## Text block
• • •

So this messy situation begs a few questions:

  1. Where in the kernel networking code should I be looking to check the packet checksum or enable checking? Our hardware is fixed, being an embedded device, so a tweak made to the driver is not the worst idea ever.
  2. Can anyone guess the failure mechanism that causes a process to lock up when it's constantly send()ing data on a port and the ARP tables shift underneath it?

Edited to add: We now suspect that the ARPs are not really corrupt, just that Wireshark is not correctly identifying the packet (it thinks the packet is long enough that there must be a FSC word, but we now think it's just zero-padding). That really just leaves part 2 of this question: what can we do to prevent this change in the ARP table knocking a transmitting process over?

Edit to further add: I don't want people to think I'm ignoring questions about port states or process states, the issue happens very rarely (average maybe once per 24h) and only on one (remote) installation that we can't easily get access to, we're trying hard to replicate it in the lab so we can do more detailed diagnostics but the system watchdog resets within ~3 mins of the problem occurring, so by the time the news reaches us it's already rebooted and started working OK.

• • •

## Supplied material
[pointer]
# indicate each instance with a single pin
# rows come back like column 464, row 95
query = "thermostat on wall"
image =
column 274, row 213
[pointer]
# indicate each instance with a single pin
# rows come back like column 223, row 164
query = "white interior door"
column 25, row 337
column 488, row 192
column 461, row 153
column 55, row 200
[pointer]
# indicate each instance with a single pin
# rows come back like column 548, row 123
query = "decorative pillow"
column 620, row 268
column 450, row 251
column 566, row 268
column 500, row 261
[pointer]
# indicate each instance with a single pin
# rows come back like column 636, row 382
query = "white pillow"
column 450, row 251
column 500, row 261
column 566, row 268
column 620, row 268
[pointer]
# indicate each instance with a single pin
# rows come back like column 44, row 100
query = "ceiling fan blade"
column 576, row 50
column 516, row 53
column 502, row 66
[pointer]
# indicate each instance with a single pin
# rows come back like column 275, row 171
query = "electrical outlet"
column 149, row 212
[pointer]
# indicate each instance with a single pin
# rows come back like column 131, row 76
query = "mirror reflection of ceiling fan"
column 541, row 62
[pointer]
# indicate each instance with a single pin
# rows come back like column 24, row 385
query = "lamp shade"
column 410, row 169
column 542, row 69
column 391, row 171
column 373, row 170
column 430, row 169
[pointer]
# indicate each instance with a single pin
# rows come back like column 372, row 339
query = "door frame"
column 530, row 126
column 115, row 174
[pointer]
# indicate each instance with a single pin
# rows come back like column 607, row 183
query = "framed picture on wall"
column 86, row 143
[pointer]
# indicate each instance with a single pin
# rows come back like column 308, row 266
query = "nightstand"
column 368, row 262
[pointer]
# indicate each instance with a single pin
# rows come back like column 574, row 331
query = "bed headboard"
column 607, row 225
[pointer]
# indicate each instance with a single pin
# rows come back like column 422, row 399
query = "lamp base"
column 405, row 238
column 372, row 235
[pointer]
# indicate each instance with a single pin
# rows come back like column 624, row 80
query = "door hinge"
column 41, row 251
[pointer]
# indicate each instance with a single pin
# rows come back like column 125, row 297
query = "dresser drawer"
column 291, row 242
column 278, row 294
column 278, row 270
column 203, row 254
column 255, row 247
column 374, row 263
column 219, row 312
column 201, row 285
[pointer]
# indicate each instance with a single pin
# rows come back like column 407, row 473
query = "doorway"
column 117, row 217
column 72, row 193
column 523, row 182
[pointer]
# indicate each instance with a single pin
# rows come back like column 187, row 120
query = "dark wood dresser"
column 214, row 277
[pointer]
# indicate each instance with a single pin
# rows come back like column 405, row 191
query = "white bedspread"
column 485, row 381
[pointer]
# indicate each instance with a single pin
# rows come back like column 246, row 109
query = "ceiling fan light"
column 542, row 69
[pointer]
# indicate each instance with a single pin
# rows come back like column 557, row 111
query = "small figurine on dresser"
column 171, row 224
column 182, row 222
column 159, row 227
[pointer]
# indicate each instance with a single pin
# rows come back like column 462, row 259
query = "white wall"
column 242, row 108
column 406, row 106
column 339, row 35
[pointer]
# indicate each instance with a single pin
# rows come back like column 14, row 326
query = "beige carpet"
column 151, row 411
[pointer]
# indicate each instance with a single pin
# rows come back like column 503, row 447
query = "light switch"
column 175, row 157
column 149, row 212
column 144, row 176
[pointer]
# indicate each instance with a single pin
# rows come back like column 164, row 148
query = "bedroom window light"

• • •

## Exercise goal
Write out the part of the text about the ARP table problem from "Edit to further" up to and including "started working OK.".

## Written response
Edit to further add: I don't want people to think I'm ignoring questions about port states or process states, the issue happens very rarely (average maybe once per 24h) and only on one (remote) installation that we can't easily get access to, we're trying hard to replicate it in the lab so we can do more detailed diagnostics but the system watchdog resets within ~3 mins of the problem occurring, so by the time the news reaches us it's already rebooted and started working OK.